Exercise
Write out the listing in full, matching it word for word.
↓↓↓
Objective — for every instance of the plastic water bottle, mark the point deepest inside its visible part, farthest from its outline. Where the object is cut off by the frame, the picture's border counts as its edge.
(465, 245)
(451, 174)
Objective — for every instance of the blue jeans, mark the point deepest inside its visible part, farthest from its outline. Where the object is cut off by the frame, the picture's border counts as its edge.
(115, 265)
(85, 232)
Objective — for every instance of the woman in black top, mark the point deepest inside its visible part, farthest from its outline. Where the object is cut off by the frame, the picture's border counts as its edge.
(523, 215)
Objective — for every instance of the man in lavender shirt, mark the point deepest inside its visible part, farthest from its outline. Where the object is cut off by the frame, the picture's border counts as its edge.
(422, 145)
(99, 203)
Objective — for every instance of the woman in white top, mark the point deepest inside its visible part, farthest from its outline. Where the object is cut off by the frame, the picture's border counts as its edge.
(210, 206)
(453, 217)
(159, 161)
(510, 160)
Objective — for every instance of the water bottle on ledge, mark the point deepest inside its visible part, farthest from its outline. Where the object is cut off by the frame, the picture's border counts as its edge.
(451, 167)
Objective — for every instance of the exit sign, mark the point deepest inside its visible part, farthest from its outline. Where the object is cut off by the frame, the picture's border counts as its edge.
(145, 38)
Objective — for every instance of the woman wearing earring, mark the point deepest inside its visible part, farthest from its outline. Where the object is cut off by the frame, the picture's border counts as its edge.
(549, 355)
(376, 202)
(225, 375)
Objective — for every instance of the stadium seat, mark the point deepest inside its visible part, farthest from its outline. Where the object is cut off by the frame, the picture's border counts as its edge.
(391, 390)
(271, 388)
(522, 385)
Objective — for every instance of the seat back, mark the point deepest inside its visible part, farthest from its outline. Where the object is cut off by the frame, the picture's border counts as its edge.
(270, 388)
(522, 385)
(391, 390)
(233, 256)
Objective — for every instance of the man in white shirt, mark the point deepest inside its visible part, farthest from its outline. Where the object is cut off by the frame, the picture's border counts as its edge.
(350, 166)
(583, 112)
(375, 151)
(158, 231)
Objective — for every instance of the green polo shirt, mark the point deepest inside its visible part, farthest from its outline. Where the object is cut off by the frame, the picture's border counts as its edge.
↑↑↑
Solved exercise
Objective — for every instance of the plastic water bottle, mark the point deepest inside its visible part, farthest from its outline. Where the object is cut off by the frame, the picture's border counts as its edge.
(465, 245)
(451, 174)
Objective — for every instance of the blue jeans, mark the point deepest inside its visible part, farthest from its outline. Where the object is cut off by the frame, the picture's border counts as its edge.
(115, 265)
(85, 232)
Objective — for every instance of the woman in black top, mark the point deepest inside its visible part, farthest from its outline. Where the object is cut off by the frame, the picture's border counts as its edge.
(523, 215)
Objective — for every instance of the man in lavender shirt, mark the point deepest inside its visible part, farthest from its outline. Where the object is cut off by the frame, the picture's border counts as its edge.
(422, 145)
(99, 203)
Objective — for every instance of the woman in white top, mark the point deepest inside its visible part, farthest from its outline. Where the object is cut off by the frame, the picture's border counts as its edge.
(210, 206)
(453, 217)
(159, 161)
(510, 160)
Objective — for every instance of the water bottle on ledge, mark the point deepest inside its visible part, farthest from its outline. Where the object is cut off by the frame, the picture's border counts as its edge.
(451, 167)
Objective — for every instance of the exit sign, mark the point deepest inside its visible part, farthest from its outline. Where the object is cut off by the frame, the picture's border counts as its edge.
(145, 38)
Objective — for every instance of the woman wearing earring, mark the point deepest inside its visible part, farthest from its outline. Where the object is cut off by the frame, the picture's border counts as its edge.
(549, 355)
(376, 202)
(225, 375)
Objective — for every instance of the stadium seat, mark the point deepest inside its visible part, farthest from its outline. Where the object is cut off by the frame, the picture's border counts as its edge.
(391, 390)
(271, 388)
(522, 385)
Objective — for every instance of the seat back, mark the point deepest inside its visible part, farthest from its outline. Where the object is cut off by the frame, the picture's border counts as its edge.
(270, 388)
(522, 385)
(391, 390)
(233, 256)
Objective — for every instance of the man in white shirt, mark the point deepest inside its visible part, farthest from its outline. Where the object is cut off by the frame, the picture's border counts as its edge.
(350, 166)
(583, 112)
(375, 151)
(158, 231)
Objective — for every instance of the green polo shirt, mark the point deepest inside its visible part, farthest from its outline. Where the object is cut off by the frame, the picture's border counts as its edge.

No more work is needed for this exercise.